**SUPPLIED DATA**

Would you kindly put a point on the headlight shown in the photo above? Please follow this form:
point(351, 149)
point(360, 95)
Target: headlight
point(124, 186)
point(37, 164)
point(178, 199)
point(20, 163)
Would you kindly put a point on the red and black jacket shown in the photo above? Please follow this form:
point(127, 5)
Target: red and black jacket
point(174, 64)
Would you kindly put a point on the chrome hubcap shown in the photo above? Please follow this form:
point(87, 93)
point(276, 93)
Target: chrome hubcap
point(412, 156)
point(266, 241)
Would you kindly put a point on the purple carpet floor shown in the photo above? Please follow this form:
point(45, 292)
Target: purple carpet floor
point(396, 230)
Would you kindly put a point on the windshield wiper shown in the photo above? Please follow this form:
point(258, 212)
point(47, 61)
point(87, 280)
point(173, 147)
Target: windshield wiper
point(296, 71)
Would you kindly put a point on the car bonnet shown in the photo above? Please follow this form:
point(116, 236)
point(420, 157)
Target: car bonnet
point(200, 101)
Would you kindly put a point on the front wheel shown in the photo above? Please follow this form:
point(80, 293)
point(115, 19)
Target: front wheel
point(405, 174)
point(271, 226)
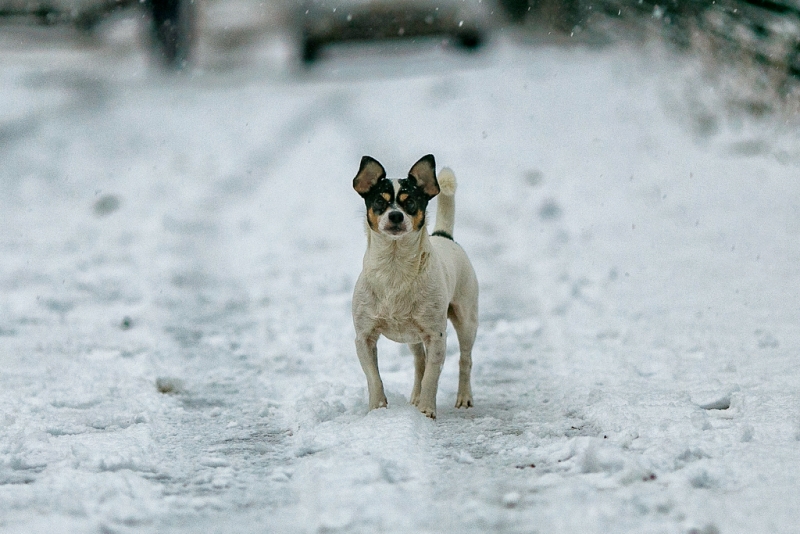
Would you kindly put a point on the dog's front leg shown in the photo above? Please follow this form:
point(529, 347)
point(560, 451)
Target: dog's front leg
point(367, 350)
point(435, 349)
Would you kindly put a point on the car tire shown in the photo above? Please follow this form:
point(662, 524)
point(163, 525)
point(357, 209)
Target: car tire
point(172, 23)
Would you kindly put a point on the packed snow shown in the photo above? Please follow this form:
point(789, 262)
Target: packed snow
point(179, 254)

**TO DO**
Start at the line containing "Would you kindly put a point on the packed" and copy each line through the last one in the records, exactly and with nothing added.

**RESPONSE TO THE TASK**
Would you kindly put a point on the packed snow shown in the photo above? Please follow this form:
point(789, 262)
Target: packed snow
point(179, 254)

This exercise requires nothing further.